SET OF TASKS:
1. Reproduce the part of the meatloaf recipe starting with "A meatloaf that" and going on through "in meatloaf form.", word for word.
2. According to the meatloaf recipe, what three ingredients make up the panade?

EXCERPT TO READ:
----

A meatloaf that slices perfectly, stays juicy, and transforms into incredible sandwiches the next day. The secret is a proper panade (bread + milk + egg), cooked aromatics, and shaping into a tight cylinder before baking. Think Italian meatball flavors in meatloaf form.

Serves 4-6

Ingredients

Meatloaf

  • 1 lb ground beef
  • ½–1 lb ground pork
  • 3 slices crustless white bread
  • ½ cup whole milk
  • 1 egg
  • 1 small onion, fine dice
  • 5 cloves garlic, minced
  • 2–3 tablespoons extra-virgin olive oil
  • 2 tablespoons Worcestershire sauce
  • ½ cup tomato sauce (plus more for glazing)

----

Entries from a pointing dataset

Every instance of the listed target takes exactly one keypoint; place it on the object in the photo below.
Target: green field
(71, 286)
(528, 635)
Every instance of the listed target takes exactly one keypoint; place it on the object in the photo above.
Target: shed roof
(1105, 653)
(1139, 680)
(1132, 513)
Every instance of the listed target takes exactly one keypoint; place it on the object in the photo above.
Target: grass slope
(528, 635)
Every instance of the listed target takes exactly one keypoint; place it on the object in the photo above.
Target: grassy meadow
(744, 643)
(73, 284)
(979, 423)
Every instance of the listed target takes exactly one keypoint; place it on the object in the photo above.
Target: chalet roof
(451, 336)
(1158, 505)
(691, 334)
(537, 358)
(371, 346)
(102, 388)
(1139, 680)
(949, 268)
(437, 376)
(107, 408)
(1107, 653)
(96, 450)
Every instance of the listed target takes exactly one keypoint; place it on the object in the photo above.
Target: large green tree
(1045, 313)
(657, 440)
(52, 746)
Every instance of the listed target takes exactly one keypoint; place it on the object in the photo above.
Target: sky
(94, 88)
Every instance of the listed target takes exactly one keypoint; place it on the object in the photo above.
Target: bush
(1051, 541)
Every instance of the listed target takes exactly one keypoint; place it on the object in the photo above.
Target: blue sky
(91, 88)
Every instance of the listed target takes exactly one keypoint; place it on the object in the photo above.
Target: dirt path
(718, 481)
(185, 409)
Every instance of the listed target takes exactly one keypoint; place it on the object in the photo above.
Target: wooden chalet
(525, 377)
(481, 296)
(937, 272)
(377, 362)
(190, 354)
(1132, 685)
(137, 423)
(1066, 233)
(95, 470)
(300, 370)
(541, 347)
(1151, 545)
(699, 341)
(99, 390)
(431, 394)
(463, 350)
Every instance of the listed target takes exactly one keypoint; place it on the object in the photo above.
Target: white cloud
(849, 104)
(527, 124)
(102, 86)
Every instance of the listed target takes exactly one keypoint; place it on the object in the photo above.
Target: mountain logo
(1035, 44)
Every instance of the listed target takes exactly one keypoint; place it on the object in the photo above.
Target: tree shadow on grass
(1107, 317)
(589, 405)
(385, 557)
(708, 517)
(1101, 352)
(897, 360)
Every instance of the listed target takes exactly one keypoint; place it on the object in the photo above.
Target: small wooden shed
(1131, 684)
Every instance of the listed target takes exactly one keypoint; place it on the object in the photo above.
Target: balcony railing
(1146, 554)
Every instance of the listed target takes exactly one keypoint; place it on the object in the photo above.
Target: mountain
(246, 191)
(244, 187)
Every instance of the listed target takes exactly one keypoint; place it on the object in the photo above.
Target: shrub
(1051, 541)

----

ANSWERS TO THE EXERCISES:
1.
A meatloaf that slices perfectly, stays juicy, and transforms into incredible sandwiches the next day. The secret is a proper panade (bread + milk + egg), cooked aromatics, and shaping into a tight cylinder before baking. Think Italian meatball flavors in meatloaf form.

2. Bread, milk, and egg.